Ask a large crowd of people what they think about the Apple iPhone, and you’ll get answers that stretch the entire width of human emotion. Your mother loves it because it’s the first phone she can actually use without having to call you every other day and ask for help. Your geeky friend who runs Linux on his bespoke computer loathes Apple’s grip on the App Store and argues in favor of the technical superiority of devices running either the Android or Symbian operating systems. Your friend who lost his job in the great recession of 2009 admires the iPhone, but can’t afford it, so instead he got himself something that looks like Apple’s unicorn, but it does none of the cool things an iPhone can do.
My point is this, the iPhone changed things. After it came out in the summer of 2007 the entire industry moved to clone every single innovative feature, and all their attempts have been put to the test by comparing it to the original. The iPhone, love it or hate it, is the benchmark that all mobile phones have been judged by during the past ~ 3 years, and it’ll likely be the measuring stick for the next few years as well. If it wasn’t for the iPhone, mobile phone operating systems would still look like they did in the past, and be just as difficult to use. If it wasn’t for the iPhone, you’d think a 2.8 inch screen was still large. If it wasn’t for the iPhone … you’d take a lot of things for granted that you do today.

| PROMPT 1 |
Print everything in the iPhone passage from "My point is" down to "you do today." with no changes.

| AVAILABLE DATA |

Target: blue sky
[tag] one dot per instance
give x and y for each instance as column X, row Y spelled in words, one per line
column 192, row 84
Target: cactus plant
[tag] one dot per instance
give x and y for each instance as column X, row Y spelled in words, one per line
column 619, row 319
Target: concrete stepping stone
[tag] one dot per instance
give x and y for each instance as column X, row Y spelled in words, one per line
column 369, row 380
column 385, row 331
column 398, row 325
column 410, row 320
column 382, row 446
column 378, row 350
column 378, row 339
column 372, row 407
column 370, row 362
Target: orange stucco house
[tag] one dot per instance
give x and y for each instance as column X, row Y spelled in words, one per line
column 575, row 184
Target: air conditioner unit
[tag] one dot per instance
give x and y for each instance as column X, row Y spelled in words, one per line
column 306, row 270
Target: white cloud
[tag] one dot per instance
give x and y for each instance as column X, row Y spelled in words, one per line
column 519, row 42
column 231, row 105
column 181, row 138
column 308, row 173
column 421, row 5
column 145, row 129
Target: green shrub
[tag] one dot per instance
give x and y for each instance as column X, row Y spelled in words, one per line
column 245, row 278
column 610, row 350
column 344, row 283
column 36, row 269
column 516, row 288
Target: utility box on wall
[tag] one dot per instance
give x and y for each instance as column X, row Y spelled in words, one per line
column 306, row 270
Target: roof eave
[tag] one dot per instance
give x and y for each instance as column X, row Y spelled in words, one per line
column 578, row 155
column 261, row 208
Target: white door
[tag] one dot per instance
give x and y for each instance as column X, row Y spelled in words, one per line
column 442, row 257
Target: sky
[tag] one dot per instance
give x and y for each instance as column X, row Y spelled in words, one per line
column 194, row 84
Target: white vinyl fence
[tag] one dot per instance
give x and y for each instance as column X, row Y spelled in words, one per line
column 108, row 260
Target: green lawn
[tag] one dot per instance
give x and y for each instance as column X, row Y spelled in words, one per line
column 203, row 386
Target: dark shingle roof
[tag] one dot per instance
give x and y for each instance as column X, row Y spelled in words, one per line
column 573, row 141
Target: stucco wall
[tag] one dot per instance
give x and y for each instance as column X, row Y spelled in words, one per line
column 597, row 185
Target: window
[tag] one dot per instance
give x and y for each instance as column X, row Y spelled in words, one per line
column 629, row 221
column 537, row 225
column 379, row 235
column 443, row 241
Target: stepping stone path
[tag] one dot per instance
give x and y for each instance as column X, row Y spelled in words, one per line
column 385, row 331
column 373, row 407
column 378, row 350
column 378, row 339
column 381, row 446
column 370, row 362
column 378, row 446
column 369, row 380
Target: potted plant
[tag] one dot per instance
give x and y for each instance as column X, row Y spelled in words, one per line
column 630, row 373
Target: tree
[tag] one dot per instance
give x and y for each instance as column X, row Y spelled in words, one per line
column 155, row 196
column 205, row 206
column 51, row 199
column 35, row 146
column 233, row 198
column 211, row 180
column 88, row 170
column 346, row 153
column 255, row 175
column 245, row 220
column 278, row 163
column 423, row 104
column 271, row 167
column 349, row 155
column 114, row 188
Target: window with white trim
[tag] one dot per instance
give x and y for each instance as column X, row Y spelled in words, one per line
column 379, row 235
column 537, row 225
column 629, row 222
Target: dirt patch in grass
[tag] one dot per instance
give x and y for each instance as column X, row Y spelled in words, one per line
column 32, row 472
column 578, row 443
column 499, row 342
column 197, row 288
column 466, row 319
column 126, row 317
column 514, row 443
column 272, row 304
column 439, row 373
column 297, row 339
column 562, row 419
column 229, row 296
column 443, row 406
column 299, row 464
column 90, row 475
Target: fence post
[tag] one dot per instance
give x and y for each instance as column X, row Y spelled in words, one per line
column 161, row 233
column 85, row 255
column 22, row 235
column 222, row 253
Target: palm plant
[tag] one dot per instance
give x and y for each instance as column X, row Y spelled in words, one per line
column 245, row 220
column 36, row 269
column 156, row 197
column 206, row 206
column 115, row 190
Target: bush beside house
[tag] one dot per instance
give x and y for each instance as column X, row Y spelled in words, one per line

| PROMPT 2 |
In the entries, edit everything from the line containing "Target: white cloud" down to the line containing "column 203, row 386", both included, so that each "Target" becomes "Label" and nothing else changes. Return only those lines.

| TASK OUTPUT 1 |
My point is this, the iPhone changed things. After it came out in the summer of 2007 the entire industry moved to clone every single innovative feature, and all their attempts have been put to the test by comparing it to the original. The iPhone, love it or hate it, is the benchmark that all mobile phones have been judged by during the past ~ 3 years, and it’ll likely be the measuring stick for the next few years as well. If it wasn’t for the iPhone, mobile phone operating systems would still look like they did in the past, and be just as difficult to use. If it wasn’t for the iPhone, you’d think a 2.8 inch screen was still large. If it wasn’t for the iPhone … you’d take a lot of things for granted that you do today.

| TASK OUTPUT 2 |
Label: white cloud
[tag] one dot per instance
give x and y for each instance as column X, row Y spelled in words, one per line
column 519, row 42
column 231, row 105
column 181, row 138
column 308, row 173
column 421, row 5
column 145, row 129
Label: green shrub
[tag] one dot per instance
give x and y for each instance as column X, row Y spelled in words, one per line
column 245, row 278
column 610, row 350
column 344, row 283
column 36, row 269
column 516, row 288
Label: utility box on wall
[tag] one dot per instance
give x and y for each instance as column X, row Y spelled in words, one per line
column 306, row 270
Label: roof eave
[tag] one dot per instance
give x and y for each instance as column X, row Y spelled in words, one per line
column 578, row 155
column 261, row 208
Label: white door
[tag] one dot per instance
give x and y for each instance as column X, row Y spelled in words, one per line
column 442, row 257
Label: sky
[tag] one dot per instance
give x and y for each instance as column X, row Y spelled in words, one per line
column 194, row 84
Label: white vinyl fence
[tag] one dot per instance
give x and y for each instance as column X, row Y spelled in words, one per line
column 108, row 260
Label: green lawn
[tag] one dot per instance
give x and y for each instance as column X, row Y spelled in words, one per line
column 203, row 386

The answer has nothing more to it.